**What you are asked to do**: Reproduce the listing below word for word, leaving out the pictures.

** Start of Data for this task **

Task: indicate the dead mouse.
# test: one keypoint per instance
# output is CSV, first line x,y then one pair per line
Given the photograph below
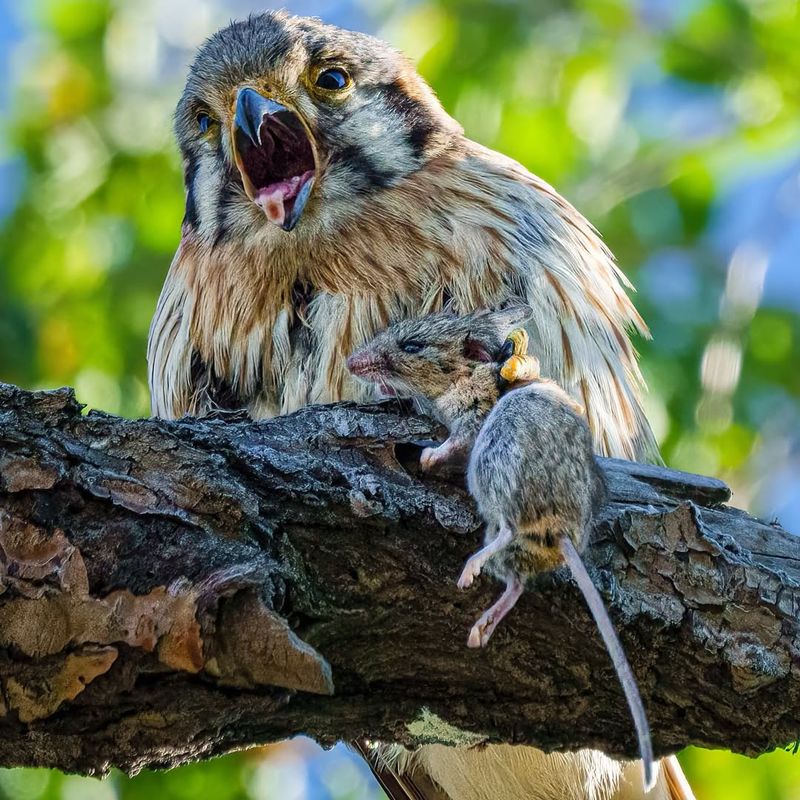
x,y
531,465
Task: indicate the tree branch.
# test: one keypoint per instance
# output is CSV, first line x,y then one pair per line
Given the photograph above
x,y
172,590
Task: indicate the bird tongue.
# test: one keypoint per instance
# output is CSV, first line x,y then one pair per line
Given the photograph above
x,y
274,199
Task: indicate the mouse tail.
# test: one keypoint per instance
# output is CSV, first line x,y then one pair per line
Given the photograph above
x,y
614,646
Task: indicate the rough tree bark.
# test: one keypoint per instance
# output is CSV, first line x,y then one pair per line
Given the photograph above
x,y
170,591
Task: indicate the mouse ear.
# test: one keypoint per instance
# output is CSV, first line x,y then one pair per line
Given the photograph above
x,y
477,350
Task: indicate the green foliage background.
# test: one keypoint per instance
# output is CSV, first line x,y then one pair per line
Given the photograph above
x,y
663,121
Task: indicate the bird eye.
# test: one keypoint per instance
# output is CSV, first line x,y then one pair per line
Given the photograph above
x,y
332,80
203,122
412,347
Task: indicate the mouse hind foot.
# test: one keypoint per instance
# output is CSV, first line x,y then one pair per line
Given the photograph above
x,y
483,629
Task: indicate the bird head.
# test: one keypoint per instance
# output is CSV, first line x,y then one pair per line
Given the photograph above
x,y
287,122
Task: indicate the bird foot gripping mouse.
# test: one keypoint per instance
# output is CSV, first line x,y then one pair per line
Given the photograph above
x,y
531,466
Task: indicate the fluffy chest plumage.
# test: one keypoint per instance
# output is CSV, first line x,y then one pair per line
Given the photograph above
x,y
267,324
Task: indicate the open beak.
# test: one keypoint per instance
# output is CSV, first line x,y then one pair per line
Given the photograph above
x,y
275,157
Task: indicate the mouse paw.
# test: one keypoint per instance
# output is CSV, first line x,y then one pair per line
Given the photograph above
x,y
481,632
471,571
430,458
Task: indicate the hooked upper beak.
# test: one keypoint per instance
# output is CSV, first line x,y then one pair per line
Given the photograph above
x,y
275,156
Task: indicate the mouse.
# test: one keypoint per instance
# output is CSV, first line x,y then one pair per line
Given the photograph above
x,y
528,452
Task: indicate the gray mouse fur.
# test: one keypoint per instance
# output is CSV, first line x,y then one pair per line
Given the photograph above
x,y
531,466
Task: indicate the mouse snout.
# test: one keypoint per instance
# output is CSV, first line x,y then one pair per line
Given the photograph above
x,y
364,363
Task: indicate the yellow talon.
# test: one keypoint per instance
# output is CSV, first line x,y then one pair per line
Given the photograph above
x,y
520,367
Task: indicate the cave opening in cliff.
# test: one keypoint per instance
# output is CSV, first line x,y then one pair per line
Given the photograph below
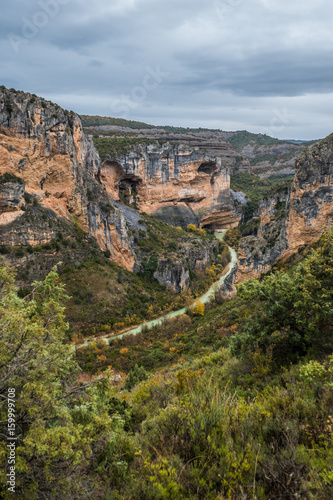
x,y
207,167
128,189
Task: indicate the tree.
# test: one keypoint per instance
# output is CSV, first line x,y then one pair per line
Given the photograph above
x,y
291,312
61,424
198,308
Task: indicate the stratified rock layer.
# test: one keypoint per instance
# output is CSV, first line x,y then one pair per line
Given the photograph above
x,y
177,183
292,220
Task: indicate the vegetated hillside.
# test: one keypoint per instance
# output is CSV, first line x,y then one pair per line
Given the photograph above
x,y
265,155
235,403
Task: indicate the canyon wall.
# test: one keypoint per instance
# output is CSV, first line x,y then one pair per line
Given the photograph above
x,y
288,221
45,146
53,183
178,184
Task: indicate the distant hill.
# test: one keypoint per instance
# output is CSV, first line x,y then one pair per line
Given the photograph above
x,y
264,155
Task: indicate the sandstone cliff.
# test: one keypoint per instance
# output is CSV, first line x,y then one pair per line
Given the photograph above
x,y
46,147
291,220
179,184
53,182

** End of Data for this task **

**Answer for the task**:
Task: indicate the dead mouse.
# test: one keypoint per instance
# output is CSV, first line x,y then one pair per line
Given the photograph below
x,y
531,465
Task: indicate the tree branch.
# test: one keypoint per instance
# output is CSV, first line x,y then one pair per line
Given the photograph above
x,y
172,590
Task: indicate the bird tongue.
# test: one keypoint per instance
# output is CSV, first line x,y then one pair per line
Given the photograph above
x,y
274,199
Task: indicate the mouse tail.
# test: one keypoint per instance
# output is CSV, first line x,y then one pair per line
Given the photograph above
x,y
614,646
Task: indicate the rough tree bark.
# test: one keypoint per instance
# output is CSV, first line x,y then one pair per line
Given the photograph above
x,y
170,591
Task: indicate the mouse ear.
# test: one keypoint per instance
# output is CSV, first line x,y then one pair per line
Given the photograph above
x,y
477,350
Task: indicate the green foliage background.
# test: one keypoint per instance
# output is CSV, first line x,y then one pair per line
Given the photograph above
x,y
663,121
Task: indicate the bird eye.
# test: one keypoint per instance
# output is CSV, first line x,y then one pair per line
Given the photograph above
x,y
332,80
203,122
412,347
Task: indicate the mouse hind foot.
# test: one keypoint per instance
# output is CSV, first line x,y then one pair per line
Given the photograph above
x,y
483,629
Task: indicate the bird head.
# test: one keypoint per instance
# output is CSV, first line x,y then one pair per line
Given the photograph above
x,y
287,122
Task: indicate the bird foot gripping mouse.
# test: one keypoint per instance
# output is CSV, first line x,y then one pair per line
Given the photograph above
x,y
531,466
Task: indicate the fluffy chest plumage.
# test: one keypoint per instance
# output is CSV, first line x,y then one pair per line
Given the photograph above
x,y
267,324
Task: indicate the open beak.
# test: one keypoint per instance
# output is CSV, first line x,y then one pair per line
Given the photograph above
x,y
275,157
Task: indicate the mouse paw.
# test: one keypoint per instance
# output is CSV, first line x,y then one pair per line
Given the photograph above
x,y
481,632
471,571
430,458
Task: indicate the hooked upper beak.
# test: one keypoint per instance
# output is CSV, first line x,y then one pair per line
Given the photograph above
x,y
275,156
Task: indicate the mouse.
# test: one keypoint per instance
# output is CSV, first line x,y then one pair per line
Given the photograph above
x,y
528,452
Task: indicate the gray mouse fur.
# test: one keypoint per instance
# output is CSV, first line x,y then one pair per line
Given the photograph above
x,y
531,466
Task: indicate the mouse snout.
# test: one keypoint per instance
# output is CSV, first line x,y then one pair per line
Given the photograph above
x,y
364,363
Task: indicate the yellow talon.
# test: one keypoint per instance
# output is CSV, first line x,y then one pair per line
Given the photograph above
x,y
520,367
Task: indicate the cave opening in cliff.
# test: one keypoint per instance
# output is CSV, first line x,y then one pair per line
Given the photograph below
x,y
207,167
128,189
Task: indicate the tree.
# test: one keypoint per instance
# output is CSV, first line x,y then one pair per line
Given the photograph above
x,y
291,312
61,424
198,308
Task: indicate the stratified rock layer.
# test: one keypoint per instance
# output is CSV, first line x,y then one pair per line
Given the photograph above
x,y
177,183
292,220
Task: indicate the vegetated hillside.
# test: one keypoint per instance
# output is CSV, first line x,y then one pair per line
Given the photograph above
x,y
265,155
235,403
Task: indicate the canyon wall.
# test: one keypoint per instance
# output is CSV, first line x,y then one pair per line
Given the photograph above
x,y
288,221
45,146
53,183
178,184
Task: indicate the distant hill.
# test: one keypoint per instance
# output is CSV, first line x,y then one pair per line
Given the photograph above
x,y
264,155
Task: indicate the sandstone cliff.
# test: one keypoint per instance
# output is CSV, first line x,y then one pair per line
Given the photograph above
x,y
46,147
291,220
179,184
53,182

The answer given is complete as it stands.